▸ What is required
Format the lines of the records below as a JSON list of strings, one string per line, omitting any blank lines. Include every record.

▸ Records for this exercise
..........
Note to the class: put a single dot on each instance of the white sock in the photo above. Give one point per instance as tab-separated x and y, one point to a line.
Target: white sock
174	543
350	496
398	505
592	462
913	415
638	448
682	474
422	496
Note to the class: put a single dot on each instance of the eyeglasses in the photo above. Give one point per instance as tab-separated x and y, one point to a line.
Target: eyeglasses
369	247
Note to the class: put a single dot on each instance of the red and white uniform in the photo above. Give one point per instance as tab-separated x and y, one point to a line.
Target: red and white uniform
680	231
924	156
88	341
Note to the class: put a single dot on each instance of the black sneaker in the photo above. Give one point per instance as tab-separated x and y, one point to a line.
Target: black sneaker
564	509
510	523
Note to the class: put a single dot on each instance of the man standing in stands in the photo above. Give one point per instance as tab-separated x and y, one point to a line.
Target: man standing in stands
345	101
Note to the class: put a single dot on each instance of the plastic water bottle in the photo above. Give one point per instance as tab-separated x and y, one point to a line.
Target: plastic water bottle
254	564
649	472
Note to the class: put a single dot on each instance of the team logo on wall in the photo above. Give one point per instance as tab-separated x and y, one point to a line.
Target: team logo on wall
..........
▸ Output below
[
  "Note to the class: put a single dot on each instance of the white sock in the photo above. Give one point per instance as tab-separated x and y, one point to a line.",
  "Target: white sock",
  "174\t543",
  "350\t496",
  "398\t505",
  "592\t462",
  "913\t415",
  "638\t448",
  "682\t474",
  "422\t496",
  "Note to the class: put a single dot on each instance of the eyeglasses in the photo above. Give one point per instance as tab-separated x and y, one point to a line.",
  "Target: eyeglasses",
  "369\t247",
  "Note to the class: put a single dot on each instance of the red and white uniform in the photo above. Give one point per instance as tab-separated x and y, one point to a line.",
  "Target: red and white uniform",
  "680\t231",
  "924\t156",
  "88\t341",
  "Note to the class: put a single dot on each instance of the black sneaker in the photo above. Give one point per instance as tab-separated x and y, one point to a line.",
  "Target: black sneaker",
  "564\t509",
  "510\t523",
  "Note to the class: put a single dot on each instance of the man standing in stands in the photo above. Give one point per instance as tab-separated x and y, one point to a line.",
  "Target: man standing in stands",
  "345\t101",
  "Note to the class: put a single dot on each instance of the plastic water bottle in the photo above. Give one point per instance as tab-separated x and y, one point to a line.",
  "Target: plastic water bottle",
  "254\t564",
  "649\t472",
  "Note to the class: put a single dot on each instance of the team logo on wall in the photo above. Give one point per instance as tab-separated x and y, one point to a line.",
  "Target: team logo on wall"
]